(Source data)
— Start —
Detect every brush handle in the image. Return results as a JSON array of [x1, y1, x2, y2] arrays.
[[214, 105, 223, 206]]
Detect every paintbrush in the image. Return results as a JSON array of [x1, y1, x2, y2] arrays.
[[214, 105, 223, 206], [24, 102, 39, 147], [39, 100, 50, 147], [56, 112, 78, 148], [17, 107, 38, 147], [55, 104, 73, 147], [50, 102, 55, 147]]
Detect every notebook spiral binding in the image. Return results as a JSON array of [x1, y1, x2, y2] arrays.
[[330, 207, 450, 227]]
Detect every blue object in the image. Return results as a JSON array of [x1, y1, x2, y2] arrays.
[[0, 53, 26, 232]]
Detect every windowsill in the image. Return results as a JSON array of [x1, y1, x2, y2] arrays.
— End —
— Start —
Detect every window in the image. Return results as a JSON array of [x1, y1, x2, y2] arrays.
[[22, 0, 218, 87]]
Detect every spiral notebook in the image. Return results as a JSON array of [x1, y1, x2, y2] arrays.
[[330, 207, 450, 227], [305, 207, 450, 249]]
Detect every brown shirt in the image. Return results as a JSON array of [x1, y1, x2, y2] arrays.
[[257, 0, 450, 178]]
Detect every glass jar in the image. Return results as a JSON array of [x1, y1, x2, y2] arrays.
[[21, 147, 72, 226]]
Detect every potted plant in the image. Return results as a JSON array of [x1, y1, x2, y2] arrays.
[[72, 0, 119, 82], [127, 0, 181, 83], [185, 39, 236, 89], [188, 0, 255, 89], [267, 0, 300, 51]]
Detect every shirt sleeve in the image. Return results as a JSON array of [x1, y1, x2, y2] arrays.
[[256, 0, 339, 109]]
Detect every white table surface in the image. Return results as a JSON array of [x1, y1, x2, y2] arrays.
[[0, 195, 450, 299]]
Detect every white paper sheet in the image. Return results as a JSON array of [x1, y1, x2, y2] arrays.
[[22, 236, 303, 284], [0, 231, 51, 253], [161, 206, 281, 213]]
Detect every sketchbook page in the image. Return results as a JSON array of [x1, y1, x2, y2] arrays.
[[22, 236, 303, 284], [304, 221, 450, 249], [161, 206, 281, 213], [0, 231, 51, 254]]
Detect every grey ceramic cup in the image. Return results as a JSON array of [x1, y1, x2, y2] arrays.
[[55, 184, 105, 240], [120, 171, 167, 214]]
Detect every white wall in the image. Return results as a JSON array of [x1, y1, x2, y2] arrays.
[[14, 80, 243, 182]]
— End —
EXERCISE BRIEF: Rewrite every line of the data between the lines holding "Detect every notebook" and "Detect every windowsill", inclusive, and add 23 to each bounding-box coordinate. Leave all other text in those lines unchanged.

RESULT OF THE TASK:
Detect every notebook spiral binding in the image. Return results as a JSON array of [x1, y1, x2, y2] arrays.
[[353, 230, 473, 250]]
Detect every blue object in the image. Return results as a JSON array of [x1, y1, x2, y2] arrays.
[[23, 76, 49, 255]]
Detect every windowsill in the image. Return results as a JSON array of [x1, y1, x2, y2] arrays.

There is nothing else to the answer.